# [Task to carry out]
Put every line of the listing below into a numbered list, omitting any blank lines.

— Start Material for this task —

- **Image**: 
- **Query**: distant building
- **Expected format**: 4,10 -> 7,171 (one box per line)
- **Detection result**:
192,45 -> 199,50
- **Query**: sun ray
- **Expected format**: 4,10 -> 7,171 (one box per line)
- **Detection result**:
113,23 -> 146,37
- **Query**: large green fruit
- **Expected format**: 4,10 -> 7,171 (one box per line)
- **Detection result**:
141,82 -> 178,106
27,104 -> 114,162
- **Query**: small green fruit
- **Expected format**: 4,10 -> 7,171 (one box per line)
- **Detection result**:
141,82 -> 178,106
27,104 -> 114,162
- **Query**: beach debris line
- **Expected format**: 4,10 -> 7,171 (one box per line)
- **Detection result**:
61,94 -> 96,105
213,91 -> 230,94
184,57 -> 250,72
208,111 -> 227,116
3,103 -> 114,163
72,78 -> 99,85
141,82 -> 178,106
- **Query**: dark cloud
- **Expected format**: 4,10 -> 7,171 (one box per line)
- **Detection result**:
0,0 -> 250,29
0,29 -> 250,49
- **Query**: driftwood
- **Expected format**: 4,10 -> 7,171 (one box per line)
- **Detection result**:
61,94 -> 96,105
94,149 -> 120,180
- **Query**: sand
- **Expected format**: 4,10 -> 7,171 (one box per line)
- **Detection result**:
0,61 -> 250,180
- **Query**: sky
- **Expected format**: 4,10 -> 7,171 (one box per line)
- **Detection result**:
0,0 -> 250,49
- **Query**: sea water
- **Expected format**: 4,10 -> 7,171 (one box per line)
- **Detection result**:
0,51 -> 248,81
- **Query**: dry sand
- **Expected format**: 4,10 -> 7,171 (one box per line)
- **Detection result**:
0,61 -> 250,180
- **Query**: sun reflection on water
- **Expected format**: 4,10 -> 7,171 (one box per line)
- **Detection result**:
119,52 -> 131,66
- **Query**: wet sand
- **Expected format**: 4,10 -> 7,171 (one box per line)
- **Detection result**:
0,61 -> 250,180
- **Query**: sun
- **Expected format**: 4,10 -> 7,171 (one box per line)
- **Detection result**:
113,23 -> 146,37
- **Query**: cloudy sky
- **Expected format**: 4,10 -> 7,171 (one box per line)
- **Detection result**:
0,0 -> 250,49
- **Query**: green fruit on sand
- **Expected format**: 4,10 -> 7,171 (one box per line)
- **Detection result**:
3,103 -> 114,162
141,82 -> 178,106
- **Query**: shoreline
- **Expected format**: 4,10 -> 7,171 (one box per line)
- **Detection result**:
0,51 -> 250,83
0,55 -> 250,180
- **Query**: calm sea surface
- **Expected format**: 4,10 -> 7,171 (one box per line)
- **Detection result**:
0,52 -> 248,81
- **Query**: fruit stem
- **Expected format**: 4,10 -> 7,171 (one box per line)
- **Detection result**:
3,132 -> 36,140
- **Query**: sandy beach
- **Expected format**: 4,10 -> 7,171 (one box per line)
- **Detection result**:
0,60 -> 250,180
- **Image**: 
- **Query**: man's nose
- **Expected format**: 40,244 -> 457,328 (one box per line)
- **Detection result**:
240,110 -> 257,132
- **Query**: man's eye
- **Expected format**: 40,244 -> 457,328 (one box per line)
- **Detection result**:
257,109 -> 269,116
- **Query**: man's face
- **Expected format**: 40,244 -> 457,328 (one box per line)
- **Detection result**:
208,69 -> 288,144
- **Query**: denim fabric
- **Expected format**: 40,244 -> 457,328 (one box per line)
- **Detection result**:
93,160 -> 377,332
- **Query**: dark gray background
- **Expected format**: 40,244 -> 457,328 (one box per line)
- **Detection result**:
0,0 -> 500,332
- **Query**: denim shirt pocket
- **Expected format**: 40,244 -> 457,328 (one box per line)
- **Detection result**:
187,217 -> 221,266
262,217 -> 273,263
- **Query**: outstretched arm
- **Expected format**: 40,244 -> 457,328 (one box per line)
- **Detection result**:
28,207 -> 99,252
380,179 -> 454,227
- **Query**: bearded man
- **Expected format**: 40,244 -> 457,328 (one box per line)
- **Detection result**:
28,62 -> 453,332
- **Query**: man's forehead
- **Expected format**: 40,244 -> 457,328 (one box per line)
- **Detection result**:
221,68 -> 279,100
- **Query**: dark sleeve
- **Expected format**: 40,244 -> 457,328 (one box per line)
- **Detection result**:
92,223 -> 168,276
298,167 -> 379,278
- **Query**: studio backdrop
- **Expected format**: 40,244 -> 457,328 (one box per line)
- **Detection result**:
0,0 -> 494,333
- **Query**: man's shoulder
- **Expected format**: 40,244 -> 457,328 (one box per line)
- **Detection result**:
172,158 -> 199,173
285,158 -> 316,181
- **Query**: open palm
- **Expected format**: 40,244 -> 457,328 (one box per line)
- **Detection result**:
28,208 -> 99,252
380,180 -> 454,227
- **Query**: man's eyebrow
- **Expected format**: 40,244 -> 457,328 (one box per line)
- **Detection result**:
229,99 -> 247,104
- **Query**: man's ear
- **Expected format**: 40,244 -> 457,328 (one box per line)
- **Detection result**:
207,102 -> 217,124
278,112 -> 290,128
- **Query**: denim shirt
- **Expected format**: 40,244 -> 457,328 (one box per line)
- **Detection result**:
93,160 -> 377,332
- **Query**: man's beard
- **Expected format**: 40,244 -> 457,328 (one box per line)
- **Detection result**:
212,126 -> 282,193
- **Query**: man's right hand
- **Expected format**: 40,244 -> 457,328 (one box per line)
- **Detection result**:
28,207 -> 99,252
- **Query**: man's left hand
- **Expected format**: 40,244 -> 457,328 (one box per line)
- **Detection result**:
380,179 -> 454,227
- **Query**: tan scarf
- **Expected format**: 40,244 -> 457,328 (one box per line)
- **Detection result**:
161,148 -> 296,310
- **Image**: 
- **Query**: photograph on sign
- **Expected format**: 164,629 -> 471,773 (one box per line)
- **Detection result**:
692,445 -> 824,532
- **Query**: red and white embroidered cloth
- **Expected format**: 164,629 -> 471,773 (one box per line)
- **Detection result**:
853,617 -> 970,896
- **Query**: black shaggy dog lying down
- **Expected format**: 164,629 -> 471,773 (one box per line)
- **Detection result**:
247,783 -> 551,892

— End Material for this task —

# [Response]
1. - **Image**: 
2. - **Query**: distant building
3. - **Expected format**: 4,10 -> 7,171 (one box per line)
4. - **Detection result**:
5. 192,45 -> 199,50
6. - **Query**: sun ray
7. - **Expected format**: 4,10 -> 7,171 (one box per line)
8. - **Detection result**:
9. 113,23 -> 146,37
10. - **Query**: large green fruit
11. - **Expected format**: 4,10 -> 7,171 (one box per line)
12. - **Detection result**:
13. 141,82 -> 178,106
14. 27,104 -> 114,162
15. - **Query**: small green fruit
16. - **Expected format**: 4,10 -> 7,171 (one box per line)
17. - **Detection result**:
18. 141,82 -> 178,106
19. 27,104 -> 114,162
20. - **Query**: beach debris line
21. - **Expected format**: 4,10 -> 7,171 (one box per line)
22. - **Detection result**:
23. 61,94 -> 96,105
24. 213,91 -> 230,94
25. 184,57 -> 250,72
26. 208,111 -> 227,116
27. 3,103 -> 114,163
28. 72,78 -> 99,85
29. 141,82 -> 178,106
30. - **Query**: dark cloud
31. - **Expected format**: 4,10 -> 7,171 (one box per line)
32. - **Detection result**:
33. 0,0 -> 250,29
34. 0,29 -> 250,49
35. - **Query**: driftwood
36. - **Expected format**: 4,10 -> 7,171 (one box per line)
37. - **Detection result**:
38. 61,94 -> 96,105
39. 94,149 -> 120,180
40. - **Query**: sand
41. - **Expected format**: 4,10 -> 7,171 (one box per line)
42. - **Detection result**:
43. 0,61 -> 250,180
44. - **Query**: sky
45. - **Expected format**: 4,10 -> 7,171 (one box per line)
46. - **Detection result**:
47. 0,0 -> 250,49
48. - **Query**: sea water
49. - **Expected format**: 4,10 -> 7,171 (one box per line)
50. - **Detection result**:
51. 0,51 -> 248,81
52. - **Query**: dry sand
53. - **Expected format**: 4,10 -> 7,171 (one box per line)
54. - **Detection result**:
55. 0,61 -> 250,180
56. - **Query**: sun reflection on water
57. - **Expected format**: 4,10 -> 7,171 (one box per line)
58. - **Detection result**:
59. 119,52 -> 131,66
60. - **Query**: wet sand
61. - **Expected format**: 4,10 -> 7,171 (one box per line)
62. - **Detection result**:
63. 0,61 -> 250,180
64. - **Query**: sun
65. - **Expected format**: 4,10 -> 7,171 (one box per line)
66. - **Detection result**:
67. 113,23 -> 146,37
68. - **Query**: cloudy sky
69. - **Expected format**: 4,10 -> 7,171 (one box per line)
70. - **Detection result**:
71. 0,0 -> 250,49
72. - **Query**: green fruit on sand
73. - **Expected format**: 4,10 -> 7,171 (one box per line)
74. - **Detection result**:
75. 3,103 -> 114,162
76. 141,82 -> 178,106
77. - **Query**: shoreline
78. - **Expected format**: 4,10 -> 7,171 (one box per line)
79. - **Detection result**:
80. 0,51 -> 250,83
81. 0,55 -> 250,180
82. - **Query**: calm sea surface
83. - **Expected format**: 4,10 -> 7,171 (one box per line)
84. - **Detection result**:
85. 0,52 -> 248,81
86. - **Query**: fruit stem
87. - **Expected format**: 4,10 -> 7,171 (one box per line)
88. - **Detection result**:
89. 3,132 -> 36,140
90. - **Query**: sandy beach
91. - **Expected format**: 4,10 -> 7,171 (one box per line)
92. - **Detection result**:
93. 0,60 -> 250,180
94. - **Image**: 
95. - **Query**: man's nose
96. - **Expected format**: 40,244 -> 457,328 (one box per line)
97. - **Detection result**:
98. 240,110 -> 257,132
99. - **Query**: man's eye
100. - **Expected format**: 40,244 -> 457,328 (one box per line)
101. - **Detection result**:
102. 257,109 -> 269,116
103. - **Query**: man's face
104. - **Expected format**: 40,244 -> 457,328 (one box per line)
105. - **Detection result**:
106. 208,69 -> 288,144
107. - **Query**: denim fabric
108. - **Expected format**: 40,244 -> 457,328 (one box per line)
109. - **Detection result**:
110. 93,160 -> 377,332
111. - **Query**: dark gray background
112. - **Expected format**: 40,244 -> 457,328 (one box per line)
113. - **Detection result**:
114. 0,0 -> 500,332
115. - **Query**: denim shirt pocket
116. - **Expected format**: 40,244 -> 457,328 (one box per line)
117. - **Detection result**:
118. 187,217 -> 221,266
119. 262,217 -> 273,263
120. - **Query**: outstretched arm
121. - **Expected format**: 40,244 -> 457,328 (one box per line)
122. - **Detection result**:
123. 28,207 -> 99,252
124. 380,179 -> 454,227
125. - **Query**: bearded man
126. - **Expected format**: 40,244 -> 457,328 (one box per line)
127. - **Detection result**:
128. 28,62 -> 453,332
129. - **Query**: man's forehead
130. - **Expected format**: 40,244 -> 457,328 (one box per line)
131. - **Detection result**:
132. 221,68 -> 279,100
133. - **Query**: dark sleeve
134. - **Expected format**: 40,244 -> 457,328 (one box per line)
135. - **Detection result**:
136. 92,223 -> 168,276
137. 298,167 -> 379,278
138. - **Query**: studio backdrop
139. - **Expected format**: 40,244 -> 457,328 (one box per line)
140. - **Detection result**:
141. 0,0 -> 494,333
142. - **Query**: man's shoulder
143. - **Expected format**: 40,244 -> 457,328 (one box per line)
144. - **Detection result**:
145. 172,158 -> 199,173
146. 285,158 -> 316,181
147. - **Query**: open palm
148. - **Expected format**: 40,244 -> 457,328 (one box per line)
149. - **Detection result**:
150. 28,208 -> 99,252
151. 380,180 -> 454,227
152. - **Query**: man's eyebrow
153. - **Expected format**: 40,244 -> 457,328 (one box per line)
154. - **Detection result**:
155. 229,99 -> 247,104
156. - **Query**: man's ear
157. - **Expected format**: 40,244 -> 457,328 (one box per line)
158. - **Detection result**:
159. 207,102 -> 217,124
160. 278,112 -> 290,128
161. - **Query**: denim shirt
162. - **Expected format**: 40,244 -> 457,328 (one box per line)
163. - **Detection result**:
164. 93,160 -> 377,332
165. - **Query**: man's beard
166. - **Expected format**: 40,244 -> 457,328 (one box per line)
167. - **Detection result**:
168. 212,126 -> 282,193
169. - **Query**: man's right hand
170. - **Expected format**: 40,244 -> 457,328 (one box per line)
171. - **Detection result**:
172. 28,207 -> 99,252
173. - **Query**: man's left hand
174. - **Expected format**: 40,244 -> 457,328 (one box per line)
175. - **Detection result**:
176. 380,179 -> 454,227
177. - **Query**: tan scarf
178. - **Expected format**: 40,244 -> 457,328 (one box per line)
179. - **Detection result**:
180. 161,148 -> 296,310
181. - **Image**: 
182. - **Query**: photograph on sign
183. - **Expected format**: 164,629 -> 471,773 (one box per line)
184. - **Detection result**:
185. 692,445 -> 824,532
186. - **Query**: red and white embroidered cloth
187. - **Expected format**: 164,629 -> 471,773 (one box per line)
188. - **Detection result**:
189. 853,617 -> 970,896
190. - **Query**: black shaggy dog lying down
191. - **Expected format**: 164,629 -> 471,773 (one box per line)
192. - **Detection result**:
193. 247,783 -> 551,892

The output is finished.